_What the task asks_.
Copy every line of the records below, requests included, but rescale each x and y coordinate in the answers by multiplying it by 1.15 and rounding to a whole number, with halves rounding up. Leave the pictures out of your answer.

--------------------------------------------------

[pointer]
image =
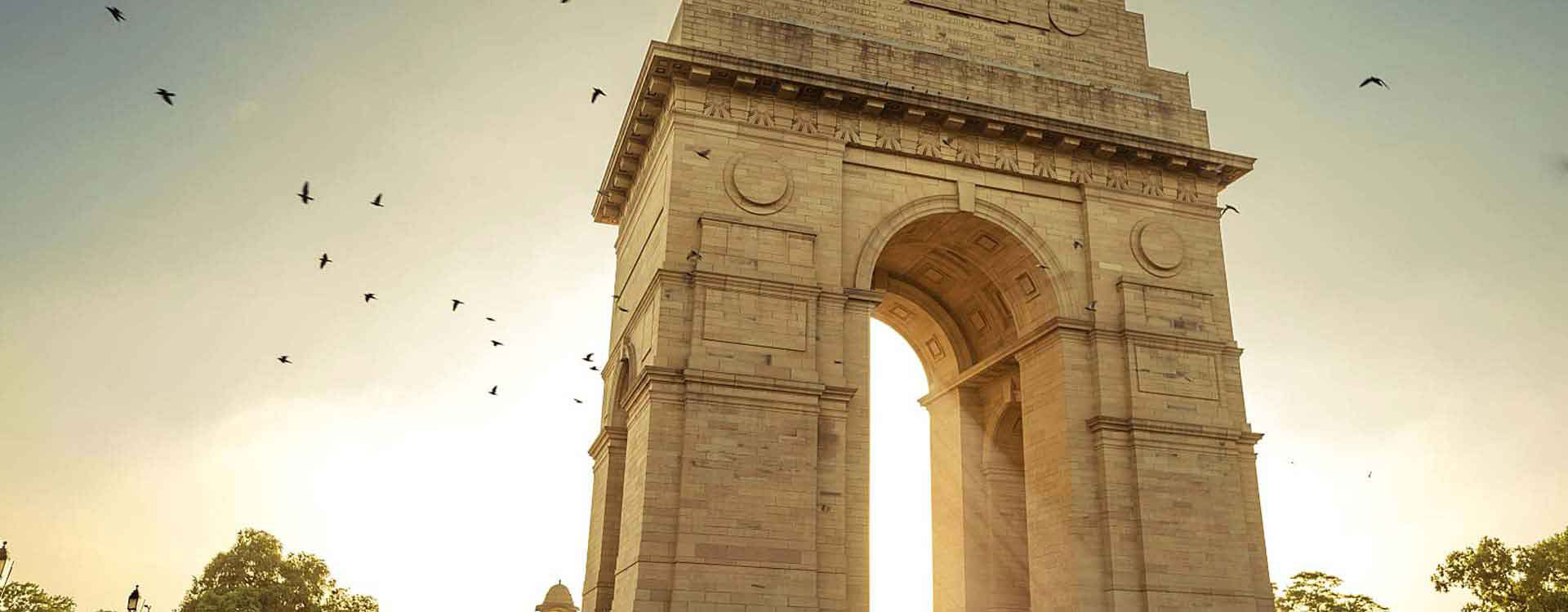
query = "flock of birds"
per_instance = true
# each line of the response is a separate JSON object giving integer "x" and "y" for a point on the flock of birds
{"x": 305, "y": 197}
{"x": 322, "y": 262}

--------------------------------------------------

_Written reply_.
[pointer]
image =
query = "flock of birds"
per_instance = true
# each line of the response is a separate JSON object giving integer "x" and "y" for a point on the flock of birds
{"x": 351, "y": 227}
{"x": 370, "y": 301}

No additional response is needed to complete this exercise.